• Written problem: Reproduce nothing but the closing run of lines: the line with "Category: man wearing sunglasses" and each line that follows it to the end of the data.

• Records contained in a dataset:

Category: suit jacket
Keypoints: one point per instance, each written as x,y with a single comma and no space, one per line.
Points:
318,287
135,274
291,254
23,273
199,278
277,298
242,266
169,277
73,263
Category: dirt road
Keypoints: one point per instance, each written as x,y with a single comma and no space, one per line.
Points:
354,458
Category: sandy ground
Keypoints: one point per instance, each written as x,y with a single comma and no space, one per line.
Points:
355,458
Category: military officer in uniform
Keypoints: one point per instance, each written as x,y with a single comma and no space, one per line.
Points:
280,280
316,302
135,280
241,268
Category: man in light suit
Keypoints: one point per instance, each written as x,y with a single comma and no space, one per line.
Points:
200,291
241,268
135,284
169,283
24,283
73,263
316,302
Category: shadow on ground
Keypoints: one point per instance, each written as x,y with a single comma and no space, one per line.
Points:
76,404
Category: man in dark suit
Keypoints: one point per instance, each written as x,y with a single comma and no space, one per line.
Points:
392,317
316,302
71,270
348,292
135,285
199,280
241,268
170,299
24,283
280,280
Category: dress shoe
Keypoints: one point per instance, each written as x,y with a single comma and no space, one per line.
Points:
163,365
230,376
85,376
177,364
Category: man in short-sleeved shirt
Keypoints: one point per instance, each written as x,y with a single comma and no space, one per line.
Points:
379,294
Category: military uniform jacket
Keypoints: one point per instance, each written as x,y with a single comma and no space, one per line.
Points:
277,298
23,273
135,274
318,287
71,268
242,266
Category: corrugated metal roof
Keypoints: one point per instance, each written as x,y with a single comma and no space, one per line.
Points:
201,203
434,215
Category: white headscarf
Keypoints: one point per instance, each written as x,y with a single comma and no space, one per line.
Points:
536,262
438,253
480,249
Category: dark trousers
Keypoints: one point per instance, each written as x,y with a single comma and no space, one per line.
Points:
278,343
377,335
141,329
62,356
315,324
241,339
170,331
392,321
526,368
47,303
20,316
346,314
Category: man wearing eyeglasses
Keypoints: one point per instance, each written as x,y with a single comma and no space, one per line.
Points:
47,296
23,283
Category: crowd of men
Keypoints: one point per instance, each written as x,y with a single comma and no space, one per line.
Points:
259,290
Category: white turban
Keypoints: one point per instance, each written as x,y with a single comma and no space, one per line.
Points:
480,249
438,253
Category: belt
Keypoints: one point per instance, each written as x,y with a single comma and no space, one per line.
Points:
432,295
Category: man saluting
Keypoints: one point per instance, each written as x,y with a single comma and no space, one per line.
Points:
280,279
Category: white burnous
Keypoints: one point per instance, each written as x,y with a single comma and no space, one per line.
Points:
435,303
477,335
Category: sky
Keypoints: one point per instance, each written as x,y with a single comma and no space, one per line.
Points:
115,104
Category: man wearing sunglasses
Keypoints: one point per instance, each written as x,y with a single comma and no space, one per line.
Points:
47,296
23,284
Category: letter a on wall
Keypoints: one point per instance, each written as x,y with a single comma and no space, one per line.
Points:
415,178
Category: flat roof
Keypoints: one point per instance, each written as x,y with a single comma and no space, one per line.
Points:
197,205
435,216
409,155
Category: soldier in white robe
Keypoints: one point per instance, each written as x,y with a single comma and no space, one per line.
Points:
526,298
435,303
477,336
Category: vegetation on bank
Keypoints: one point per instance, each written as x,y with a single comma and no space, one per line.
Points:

• Solution for this exercise:
Category: man wearing sunglasses
Keypoints: one point per instance, each written as x,y with a single comma and no space, one per line.
Points:
47,296
23,284
Category: letter a on wall
Keypoints: one point per instance, each written as x,y with a single comma and no space, one per line.
Points:
415,178
Category: flat roof
Keypoints: one point per instance, each written as x,y with a single comma and no space, one per line.
Points:
197,205
435,216
409,155
Category: soldier in white robe
Keypoints: one point per instance, each written as x,y with a single comma and no space, one per line.
Points:
526,298
435,303
477,336
Category: vegetation on bank
Keypoints: one point per instance, each written as x,y with a single comma and no space, one per line.
Points:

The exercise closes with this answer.